**EXTRACTED RECORDS:**
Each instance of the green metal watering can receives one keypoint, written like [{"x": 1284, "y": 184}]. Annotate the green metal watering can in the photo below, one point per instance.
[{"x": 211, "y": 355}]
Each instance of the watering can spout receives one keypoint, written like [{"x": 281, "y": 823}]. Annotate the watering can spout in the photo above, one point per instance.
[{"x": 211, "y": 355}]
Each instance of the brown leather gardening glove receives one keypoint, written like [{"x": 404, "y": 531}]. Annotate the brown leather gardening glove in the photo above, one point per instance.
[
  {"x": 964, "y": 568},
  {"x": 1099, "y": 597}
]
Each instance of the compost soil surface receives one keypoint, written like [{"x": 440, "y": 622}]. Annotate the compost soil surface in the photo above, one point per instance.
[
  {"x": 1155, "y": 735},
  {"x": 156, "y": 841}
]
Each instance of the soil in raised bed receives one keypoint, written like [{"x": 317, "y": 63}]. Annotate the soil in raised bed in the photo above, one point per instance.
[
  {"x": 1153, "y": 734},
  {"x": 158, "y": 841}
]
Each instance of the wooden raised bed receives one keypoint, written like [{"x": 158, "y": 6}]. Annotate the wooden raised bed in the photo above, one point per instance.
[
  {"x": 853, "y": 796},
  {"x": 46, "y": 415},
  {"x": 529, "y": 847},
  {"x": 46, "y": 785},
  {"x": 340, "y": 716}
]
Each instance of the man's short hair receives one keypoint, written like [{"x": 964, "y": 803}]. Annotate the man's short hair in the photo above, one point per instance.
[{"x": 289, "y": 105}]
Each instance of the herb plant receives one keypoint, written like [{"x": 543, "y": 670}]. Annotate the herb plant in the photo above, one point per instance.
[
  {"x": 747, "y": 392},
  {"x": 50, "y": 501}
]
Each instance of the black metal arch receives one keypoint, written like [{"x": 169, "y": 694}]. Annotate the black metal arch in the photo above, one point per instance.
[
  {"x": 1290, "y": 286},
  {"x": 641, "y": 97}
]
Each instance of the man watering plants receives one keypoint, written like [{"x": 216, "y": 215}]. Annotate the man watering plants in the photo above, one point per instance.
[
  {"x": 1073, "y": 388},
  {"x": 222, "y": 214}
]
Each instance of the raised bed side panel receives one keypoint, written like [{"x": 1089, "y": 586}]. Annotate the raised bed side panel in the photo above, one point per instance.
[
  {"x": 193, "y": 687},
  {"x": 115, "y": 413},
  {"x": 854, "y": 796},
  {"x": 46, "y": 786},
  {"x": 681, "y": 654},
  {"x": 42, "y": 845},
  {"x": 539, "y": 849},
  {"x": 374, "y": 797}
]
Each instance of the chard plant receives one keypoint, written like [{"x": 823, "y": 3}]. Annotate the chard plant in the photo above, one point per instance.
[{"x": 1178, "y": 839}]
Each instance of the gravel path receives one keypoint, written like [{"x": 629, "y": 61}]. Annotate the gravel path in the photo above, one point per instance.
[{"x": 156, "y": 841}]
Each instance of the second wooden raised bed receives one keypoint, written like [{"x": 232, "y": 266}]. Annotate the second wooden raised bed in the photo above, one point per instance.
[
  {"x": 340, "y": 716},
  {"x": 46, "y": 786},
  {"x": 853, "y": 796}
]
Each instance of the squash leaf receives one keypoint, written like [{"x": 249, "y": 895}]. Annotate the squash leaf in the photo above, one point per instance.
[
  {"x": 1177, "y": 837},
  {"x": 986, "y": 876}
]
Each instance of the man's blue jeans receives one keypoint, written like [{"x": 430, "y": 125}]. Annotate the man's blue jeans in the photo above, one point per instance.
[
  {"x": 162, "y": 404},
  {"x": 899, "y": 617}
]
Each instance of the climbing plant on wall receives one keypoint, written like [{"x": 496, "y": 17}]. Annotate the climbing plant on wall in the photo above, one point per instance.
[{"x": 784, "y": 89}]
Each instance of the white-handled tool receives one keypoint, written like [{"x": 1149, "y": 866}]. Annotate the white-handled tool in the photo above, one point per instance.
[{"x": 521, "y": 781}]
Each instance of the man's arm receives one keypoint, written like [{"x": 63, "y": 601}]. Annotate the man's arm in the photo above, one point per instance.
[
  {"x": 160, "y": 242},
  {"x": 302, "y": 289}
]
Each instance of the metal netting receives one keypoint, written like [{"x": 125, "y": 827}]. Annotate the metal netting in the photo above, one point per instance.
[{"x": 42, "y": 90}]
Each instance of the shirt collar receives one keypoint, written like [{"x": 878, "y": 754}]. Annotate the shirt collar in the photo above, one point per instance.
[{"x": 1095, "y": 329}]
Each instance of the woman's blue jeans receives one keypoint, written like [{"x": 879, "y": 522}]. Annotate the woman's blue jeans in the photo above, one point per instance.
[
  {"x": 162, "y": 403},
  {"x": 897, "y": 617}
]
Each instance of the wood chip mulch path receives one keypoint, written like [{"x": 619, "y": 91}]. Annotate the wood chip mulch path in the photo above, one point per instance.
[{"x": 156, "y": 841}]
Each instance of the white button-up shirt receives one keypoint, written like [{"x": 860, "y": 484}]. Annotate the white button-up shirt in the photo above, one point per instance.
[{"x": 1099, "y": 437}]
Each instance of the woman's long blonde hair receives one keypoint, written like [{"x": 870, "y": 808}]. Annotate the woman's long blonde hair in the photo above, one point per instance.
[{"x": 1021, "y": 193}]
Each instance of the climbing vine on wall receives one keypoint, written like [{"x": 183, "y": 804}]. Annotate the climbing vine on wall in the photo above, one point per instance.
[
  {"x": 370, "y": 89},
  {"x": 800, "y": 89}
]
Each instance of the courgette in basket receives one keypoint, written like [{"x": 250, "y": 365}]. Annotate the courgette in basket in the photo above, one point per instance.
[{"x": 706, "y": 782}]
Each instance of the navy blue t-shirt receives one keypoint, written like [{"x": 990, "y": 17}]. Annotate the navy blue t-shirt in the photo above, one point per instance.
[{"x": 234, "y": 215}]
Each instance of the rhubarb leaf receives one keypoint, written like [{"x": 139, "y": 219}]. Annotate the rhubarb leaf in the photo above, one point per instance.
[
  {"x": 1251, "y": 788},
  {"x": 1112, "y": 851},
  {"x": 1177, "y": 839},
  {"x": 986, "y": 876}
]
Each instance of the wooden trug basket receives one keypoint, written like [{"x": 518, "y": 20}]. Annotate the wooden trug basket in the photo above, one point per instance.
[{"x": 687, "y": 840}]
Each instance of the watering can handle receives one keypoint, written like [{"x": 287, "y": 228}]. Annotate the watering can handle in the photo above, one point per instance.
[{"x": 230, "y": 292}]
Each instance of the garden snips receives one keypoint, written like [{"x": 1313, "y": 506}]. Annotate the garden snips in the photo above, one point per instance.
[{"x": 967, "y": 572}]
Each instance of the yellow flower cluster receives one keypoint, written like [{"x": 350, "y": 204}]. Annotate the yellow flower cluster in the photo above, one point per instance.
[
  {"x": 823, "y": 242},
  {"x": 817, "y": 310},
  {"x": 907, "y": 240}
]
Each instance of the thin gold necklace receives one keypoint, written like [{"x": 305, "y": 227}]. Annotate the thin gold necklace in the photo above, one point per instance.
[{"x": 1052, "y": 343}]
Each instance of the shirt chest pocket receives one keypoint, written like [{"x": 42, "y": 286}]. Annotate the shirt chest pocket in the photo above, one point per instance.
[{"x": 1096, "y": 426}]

**BRIEF:** The required result is an exact repetition of the lines from the one containing "Each instance of the shirt chest" through the last line of the data.

**OUTPUT:**
Each instance of the shirt chest pocket receives one keypoint, written like [{"x": 42, "y": 286}]. Annotate the shirt chest pocket in the photo above, one point per instance.
[{"x": 1096, "y": 426}]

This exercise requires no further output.